* **Directive**
Please filter the material below down to the lines that contain the string "headdress", and treat uppercase and lowercase letters as different.

* **Exercise data**
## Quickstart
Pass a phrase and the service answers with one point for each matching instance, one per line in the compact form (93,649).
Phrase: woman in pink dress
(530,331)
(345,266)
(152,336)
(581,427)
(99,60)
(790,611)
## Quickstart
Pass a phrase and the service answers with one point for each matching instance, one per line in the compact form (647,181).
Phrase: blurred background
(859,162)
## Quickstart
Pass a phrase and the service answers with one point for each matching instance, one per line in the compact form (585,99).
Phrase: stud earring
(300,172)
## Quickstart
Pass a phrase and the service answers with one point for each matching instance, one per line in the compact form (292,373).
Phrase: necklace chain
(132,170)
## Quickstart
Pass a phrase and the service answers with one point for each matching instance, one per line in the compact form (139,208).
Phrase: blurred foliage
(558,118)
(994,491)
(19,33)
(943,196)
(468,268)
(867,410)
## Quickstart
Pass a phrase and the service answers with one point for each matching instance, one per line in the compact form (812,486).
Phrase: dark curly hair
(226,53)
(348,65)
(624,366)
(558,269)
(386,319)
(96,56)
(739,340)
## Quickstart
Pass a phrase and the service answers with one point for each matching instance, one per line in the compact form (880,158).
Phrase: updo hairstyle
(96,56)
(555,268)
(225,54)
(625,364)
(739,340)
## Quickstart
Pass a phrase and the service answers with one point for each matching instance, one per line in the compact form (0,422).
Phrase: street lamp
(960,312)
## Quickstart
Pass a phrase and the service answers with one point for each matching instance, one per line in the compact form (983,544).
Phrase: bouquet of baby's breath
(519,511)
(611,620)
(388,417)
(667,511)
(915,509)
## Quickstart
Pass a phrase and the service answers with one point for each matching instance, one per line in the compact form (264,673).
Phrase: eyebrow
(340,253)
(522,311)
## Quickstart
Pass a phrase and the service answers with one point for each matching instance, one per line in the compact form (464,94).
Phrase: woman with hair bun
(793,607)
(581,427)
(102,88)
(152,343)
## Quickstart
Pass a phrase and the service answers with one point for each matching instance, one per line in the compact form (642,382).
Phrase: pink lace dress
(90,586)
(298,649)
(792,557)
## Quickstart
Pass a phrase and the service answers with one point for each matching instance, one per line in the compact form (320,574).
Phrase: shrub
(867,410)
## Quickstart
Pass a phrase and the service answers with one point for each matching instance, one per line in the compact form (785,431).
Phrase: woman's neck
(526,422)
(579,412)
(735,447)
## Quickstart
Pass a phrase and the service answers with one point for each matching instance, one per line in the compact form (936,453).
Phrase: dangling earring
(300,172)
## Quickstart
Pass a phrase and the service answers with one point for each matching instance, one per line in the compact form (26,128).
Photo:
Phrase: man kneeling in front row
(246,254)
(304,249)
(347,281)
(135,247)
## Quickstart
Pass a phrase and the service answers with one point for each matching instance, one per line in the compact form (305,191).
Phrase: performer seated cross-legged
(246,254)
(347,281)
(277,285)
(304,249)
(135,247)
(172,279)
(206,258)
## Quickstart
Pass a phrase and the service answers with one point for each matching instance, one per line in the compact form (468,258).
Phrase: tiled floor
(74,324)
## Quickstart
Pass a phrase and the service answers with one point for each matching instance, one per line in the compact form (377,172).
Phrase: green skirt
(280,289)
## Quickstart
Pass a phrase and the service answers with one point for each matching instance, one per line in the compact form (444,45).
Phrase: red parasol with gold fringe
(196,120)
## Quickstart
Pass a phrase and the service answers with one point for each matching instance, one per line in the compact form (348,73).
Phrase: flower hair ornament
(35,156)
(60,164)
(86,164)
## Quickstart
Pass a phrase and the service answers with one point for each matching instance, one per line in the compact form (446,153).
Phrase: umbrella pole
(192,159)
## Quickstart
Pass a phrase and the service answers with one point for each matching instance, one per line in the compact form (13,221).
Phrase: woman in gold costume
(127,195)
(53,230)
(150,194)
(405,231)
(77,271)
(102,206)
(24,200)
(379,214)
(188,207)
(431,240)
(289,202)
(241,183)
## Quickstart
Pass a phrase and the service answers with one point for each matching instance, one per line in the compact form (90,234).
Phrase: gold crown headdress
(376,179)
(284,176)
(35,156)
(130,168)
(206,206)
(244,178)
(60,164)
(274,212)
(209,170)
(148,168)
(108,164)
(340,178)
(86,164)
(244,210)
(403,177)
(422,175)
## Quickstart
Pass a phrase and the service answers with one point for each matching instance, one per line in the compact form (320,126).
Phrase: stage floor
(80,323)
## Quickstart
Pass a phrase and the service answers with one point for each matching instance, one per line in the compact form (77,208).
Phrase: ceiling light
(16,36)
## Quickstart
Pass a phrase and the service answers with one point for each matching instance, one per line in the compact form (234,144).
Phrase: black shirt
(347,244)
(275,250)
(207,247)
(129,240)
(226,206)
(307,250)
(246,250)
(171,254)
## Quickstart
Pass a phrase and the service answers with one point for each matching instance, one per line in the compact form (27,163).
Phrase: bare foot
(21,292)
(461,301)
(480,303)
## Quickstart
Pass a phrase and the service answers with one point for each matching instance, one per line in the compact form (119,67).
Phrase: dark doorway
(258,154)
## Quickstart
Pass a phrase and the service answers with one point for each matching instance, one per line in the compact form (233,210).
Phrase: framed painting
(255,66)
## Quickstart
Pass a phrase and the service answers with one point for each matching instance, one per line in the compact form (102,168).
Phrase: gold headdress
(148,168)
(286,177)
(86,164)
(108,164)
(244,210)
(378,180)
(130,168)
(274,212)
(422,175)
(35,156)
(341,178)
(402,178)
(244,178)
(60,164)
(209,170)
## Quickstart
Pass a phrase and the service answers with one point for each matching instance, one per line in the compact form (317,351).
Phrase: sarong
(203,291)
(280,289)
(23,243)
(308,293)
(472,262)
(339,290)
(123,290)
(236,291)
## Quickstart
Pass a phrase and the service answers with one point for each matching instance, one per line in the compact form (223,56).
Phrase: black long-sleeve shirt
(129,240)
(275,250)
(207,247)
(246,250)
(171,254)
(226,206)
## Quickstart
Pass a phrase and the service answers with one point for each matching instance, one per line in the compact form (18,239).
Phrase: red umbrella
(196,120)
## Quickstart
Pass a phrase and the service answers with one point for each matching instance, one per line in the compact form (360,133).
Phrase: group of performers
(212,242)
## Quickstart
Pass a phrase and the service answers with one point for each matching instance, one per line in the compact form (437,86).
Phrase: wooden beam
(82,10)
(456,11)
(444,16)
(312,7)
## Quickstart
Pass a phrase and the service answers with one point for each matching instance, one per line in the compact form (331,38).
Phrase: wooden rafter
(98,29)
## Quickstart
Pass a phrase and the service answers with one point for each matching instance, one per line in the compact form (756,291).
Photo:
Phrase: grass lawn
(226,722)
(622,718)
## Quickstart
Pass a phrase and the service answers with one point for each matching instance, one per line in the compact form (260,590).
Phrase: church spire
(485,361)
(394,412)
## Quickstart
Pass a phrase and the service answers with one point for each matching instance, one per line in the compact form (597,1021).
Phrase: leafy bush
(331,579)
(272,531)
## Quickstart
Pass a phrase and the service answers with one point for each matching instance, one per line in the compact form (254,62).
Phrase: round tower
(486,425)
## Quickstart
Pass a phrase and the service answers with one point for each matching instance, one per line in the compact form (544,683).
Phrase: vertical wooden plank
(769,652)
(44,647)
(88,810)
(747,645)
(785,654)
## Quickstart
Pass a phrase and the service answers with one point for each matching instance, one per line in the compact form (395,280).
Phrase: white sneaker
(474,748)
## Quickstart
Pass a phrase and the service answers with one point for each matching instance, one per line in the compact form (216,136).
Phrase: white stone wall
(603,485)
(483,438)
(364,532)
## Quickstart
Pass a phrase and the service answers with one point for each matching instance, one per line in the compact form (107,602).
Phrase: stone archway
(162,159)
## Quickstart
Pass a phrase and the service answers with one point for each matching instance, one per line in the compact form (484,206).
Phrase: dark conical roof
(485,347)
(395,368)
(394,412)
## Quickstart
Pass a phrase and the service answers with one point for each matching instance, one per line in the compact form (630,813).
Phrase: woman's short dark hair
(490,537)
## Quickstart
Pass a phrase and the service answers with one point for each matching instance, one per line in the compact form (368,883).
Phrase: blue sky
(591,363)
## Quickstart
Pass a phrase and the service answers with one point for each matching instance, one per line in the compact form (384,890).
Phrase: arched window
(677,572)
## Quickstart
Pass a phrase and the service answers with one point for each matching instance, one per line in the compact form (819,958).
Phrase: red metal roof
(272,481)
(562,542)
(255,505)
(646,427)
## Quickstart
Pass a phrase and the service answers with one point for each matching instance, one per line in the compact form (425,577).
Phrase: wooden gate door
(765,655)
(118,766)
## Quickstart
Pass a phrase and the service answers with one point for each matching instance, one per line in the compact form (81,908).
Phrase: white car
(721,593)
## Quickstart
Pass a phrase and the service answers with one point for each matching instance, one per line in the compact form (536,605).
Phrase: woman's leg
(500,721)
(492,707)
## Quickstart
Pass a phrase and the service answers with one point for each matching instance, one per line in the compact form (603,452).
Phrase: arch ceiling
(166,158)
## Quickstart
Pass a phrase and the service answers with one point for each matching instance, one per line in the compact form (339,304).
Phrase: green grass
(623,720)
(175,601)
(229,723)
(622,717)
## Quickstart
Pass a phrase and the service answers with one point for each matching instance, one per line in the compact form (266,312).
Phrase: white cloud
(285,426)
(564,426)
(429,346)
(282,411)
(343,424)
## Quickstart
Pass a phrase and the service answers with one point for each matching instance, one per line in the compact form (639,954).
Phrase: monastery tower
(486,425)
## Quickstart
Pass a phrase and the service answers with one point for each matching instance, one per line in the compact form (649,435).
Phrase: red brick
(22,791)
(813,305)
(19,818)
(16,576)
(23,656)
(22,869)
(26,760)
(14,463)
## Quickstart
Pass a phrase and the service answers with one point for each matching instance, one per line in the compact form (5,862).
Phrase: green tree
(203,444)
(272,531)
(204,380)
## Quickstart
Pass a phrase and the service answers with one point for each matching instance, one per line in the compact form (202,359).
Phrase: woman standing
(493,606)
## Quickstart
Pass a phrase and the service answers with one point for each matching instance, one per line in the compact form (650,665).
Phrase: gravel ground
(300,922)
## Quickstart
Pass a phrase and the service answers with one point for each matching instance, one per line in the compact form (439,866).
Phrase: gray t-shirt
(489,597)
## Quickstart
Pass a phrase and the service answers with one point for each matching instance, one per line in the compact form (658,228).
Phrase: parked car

* **Answer to this exercise**
Phrase: gold crown headdress
Phrase: gold headdress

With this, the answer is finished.